**ESTRATTO DEL DOCUMENTO:**
- - -

Per quanto riguarda i decessi, invece, il numero è sceso da 2608 nel 2006 a 885 nel 2015. Tale dato, ci risulta però particolarmente in difetto, se pensiamo che solo in Italia, il COA evidenzia un numero di decessi di persone con HIV pari a 654 nel 2013, ultimo anno in cui è disponibile un dato ufficiale. Ipotizziamo che in questo caso vi siano difficoltà nella raccolta dei dati.

La terapia, secondo i dati disponibili da 19 nazioni, è accessibile a meno del 70% delle persone con HIV, un dato decisamente ancora troppo basso rispetto all’obiettivo dichiarati da UNAIDS, pur con notevoli differenze tra nazione e nazione. La percezione è che non accedano alle terapie le persone più fragili, povere e discriminate.

L’evidente tallone d’Achille del sistema Europa, riguarda le politiche di prevenzione.

Se diamo uno sguardo ai dati disponibili – ha affermato Andrea AmmonActing Director dell’ECDC – possiamo vedere che l’Europa ha bisogno di migliorare la sua risposta all’HIV in diversi settori. Attualmente, due Paesi UE/EEA su tre non hanno infatti fondi sufficienti per fare interventi di prevenzione e su sette persone infette nella regione una non è consapevole di esserlo. Per ridurre il numero di nuove infezioni da HIV in Europa dobbiamo concentrare i nostri sforzi in tre aree principali:

dare priorità ai programmi di prevenzione, facilitando la diffusione dei test, per esempio con l’introduzione di nuovi approcci come quello dell’auto-test. E, ovviamente, facilitare l’accesso alle terapie”.

Premesso che riteniamo importante sviluppare strategie di prevenzione mirata ai diversi gruppi a rischio, come evidenzia il Report, riteniamo non si possa mai perdere di vista la promozione degli stili di vita sani tra le popolazioni giovanili, assieme ad interventi che promuovano il superamento dello stigma e dei pregiudizi. Questo ultimo aspetto non è minimamente citato nel documento di presentazione dei dai dell’ECDC. 

In generale, riteniamo che la miopia italiana nelle politiche di prevenzione, sembra accumunare gran parte dei paesi europei. Non c’è la capacità di ragionare nel medio-lungo periodo.

- - -

**DATI FORNITI:**
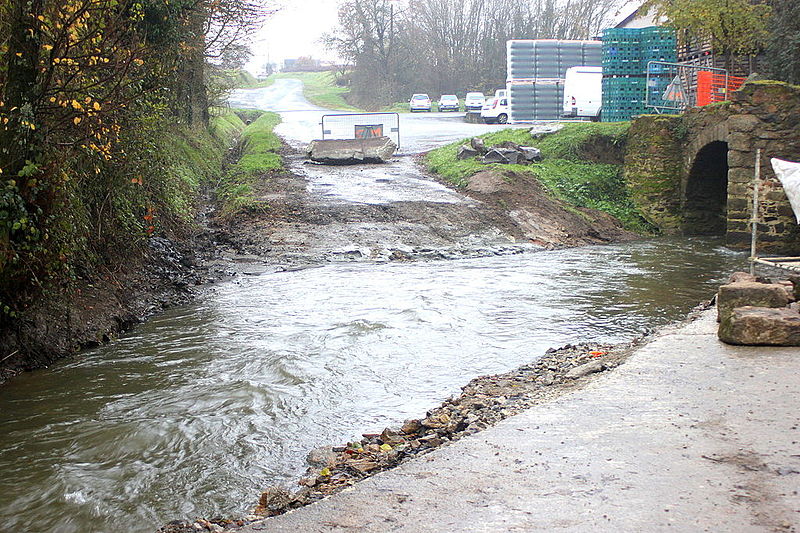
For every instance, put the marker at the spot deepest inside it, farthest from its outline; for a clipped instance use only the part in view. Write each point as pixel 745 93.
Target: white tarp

- - -

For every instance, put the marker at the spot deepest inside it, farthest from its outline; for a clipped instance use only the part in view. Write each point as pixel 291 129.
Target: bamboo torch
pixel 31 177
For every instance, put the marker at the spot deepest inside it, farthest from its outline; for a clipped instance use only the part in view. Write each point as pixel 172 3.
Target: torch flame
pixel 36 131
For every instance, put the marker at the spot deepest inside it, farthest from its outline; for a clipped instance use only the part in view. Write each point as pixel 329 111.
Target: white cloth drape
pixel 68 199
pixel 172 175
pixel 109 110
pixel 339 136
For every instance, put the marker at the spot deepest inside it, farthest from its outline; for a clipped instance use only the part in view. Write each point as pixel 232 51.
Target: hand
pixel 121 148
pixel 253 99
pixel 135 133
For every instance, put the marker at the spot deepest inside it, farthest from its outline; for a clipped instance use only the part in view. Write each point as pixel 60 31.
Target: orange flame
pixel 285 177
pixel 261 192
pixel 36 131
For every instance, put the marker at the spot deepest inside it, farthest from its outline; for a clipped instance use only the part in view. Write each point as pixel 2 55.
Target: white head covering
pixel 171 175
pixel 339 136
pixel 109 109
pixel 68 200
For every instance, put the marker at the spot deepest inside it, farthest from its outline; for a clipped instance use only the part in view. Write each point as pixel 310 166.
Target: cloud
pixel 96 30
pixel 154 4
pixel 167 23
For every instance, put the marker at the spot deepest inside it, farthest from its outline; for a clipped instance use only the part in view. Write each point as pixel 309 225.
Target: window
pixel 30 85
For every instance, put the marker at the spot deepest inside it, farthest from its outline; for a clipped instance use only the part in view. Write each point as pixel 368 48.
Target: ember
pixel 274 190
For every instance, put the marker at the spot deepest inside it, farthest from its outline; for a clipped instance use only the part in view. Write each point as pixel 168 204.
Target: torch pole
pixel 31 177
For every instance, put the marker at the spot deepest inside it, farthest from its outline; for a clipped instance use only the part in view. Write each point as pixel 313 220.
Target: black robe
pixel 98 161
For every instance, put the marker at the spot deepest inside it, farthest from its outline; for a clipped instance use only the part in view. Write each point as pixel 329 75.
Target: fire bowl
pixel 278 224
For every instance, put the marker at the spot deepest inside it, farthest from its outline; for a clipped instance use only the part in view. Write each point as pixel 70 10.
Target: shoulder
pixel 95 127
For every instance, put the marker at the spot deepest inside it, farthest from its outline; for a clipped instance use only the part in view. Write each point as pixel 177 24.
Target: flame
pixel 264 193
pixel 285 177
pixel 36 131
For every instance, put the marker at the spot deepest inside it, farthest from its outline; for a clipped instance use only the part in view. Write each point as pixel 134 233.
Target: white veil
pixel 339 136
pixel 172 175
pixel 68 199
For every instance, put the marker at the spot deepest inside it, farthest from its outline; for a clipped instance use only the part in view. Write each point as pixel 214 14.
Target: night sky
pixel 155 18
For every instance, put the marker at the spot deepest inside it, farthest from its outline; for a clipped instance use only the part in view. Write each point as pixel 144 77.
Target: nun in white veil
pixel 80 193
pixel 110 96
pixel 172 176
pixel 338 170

- - -

**ATTIVITÀ DA SVOLGERE:**
1 > Ricopia dal testo sull'HIV in Europa la parte che si apre con le parole "Premesso che riteniamo importante sviluppare" e si chiude con "dei dai dell’ECDC.".
2 > Nel testo sull'HIV in Europa, perché il numero di 885 decessi nel 2015 sembra troppo basso?
3 > Riprendi il testo sull'HIV in Europa e continualo dopo la sua ultima frase.

**ELENCO DELLE RISPOSTE:**
1 >
Premesso che riteniamo importante sviluppare strategie di prevenzione mirata ai diversi gruppi a rischio, come evidenzia il Report, riteniamo non si possa mai perdere di vista la promozione degli stili di vita sani tra le popolazioni giovanili, assieme ad interventi che promuovano il superamento dello stigma e dei pregiudizi. Questo ultimo aspetto non è minimamente citato nel documento di presentazione dei dai dell’ECDC.

2 > Perché, solo in Italia, il COA indica 654 decessi di persone con HIV nel 2013, l'ultimo anno con un dato ufficiale. Per questo gli autori pensano che ci siano difficoltà nella raccolta dei dati.

3 >
Si sa che un serio investimento in questa direzione avrebbe l’effetto immediato di aumentare i costi di cura, nella misura in cui fosse in grado di favorire l’emersione degli infetti inconsapevoli e di inserirli immediatamente nei programmi terapeutici. Si sa che investire in prevenzione e promozione della salute è un’azione i cui effetti sono difficilmente misurabili nel breve periodo, ma riteniamo che questo sia l’unico modo per raggiungere gli obiettivi previsti dai trattati internazionali e ridurre i costi futuri della cura, diversamente destinati ad aumentare costantemente e drenare gran parte delle risorse a disposizione.

Tra le nuove strategie la PrEP, profilassi post esposizione, è oggetto di particolare attenzione, non senza discussioni e controversie. A nostro parere, indiscutibilmente, la PrEP può costituire un’opportunità di riduzione del danno per gruppi di persone particolarmente a rischio. Resta da definire come possano essere individuati e selezionati tali gruppi e occorre evidenziare che questa strategia espone, d’altro canto, al rischio di contrarre tutte le altre infezioni sessualmente trasmissibili. Uno degli elementi di valutazione riguarda i costi. Un secondo aspetto, a nostro parere significativo, riguarda la definizione di priorità nell’allocazione degli investimenti, di per sé scarsi, per la prevenzione.

Il vero problema, torniamo a ribadire, ci pare quest’ultimo: due terzi delle 28 nazioni europee dell’indagine dichiarano che le risorse pubbliche disponibili per la prevenzione sono insufficienti!    

Una delle barriere tuttora presenti è individuato nello stigma sociale e nel pregiudizio: il 25% delle nazioni europee ha leggi che criminalizzano le persone con HIV!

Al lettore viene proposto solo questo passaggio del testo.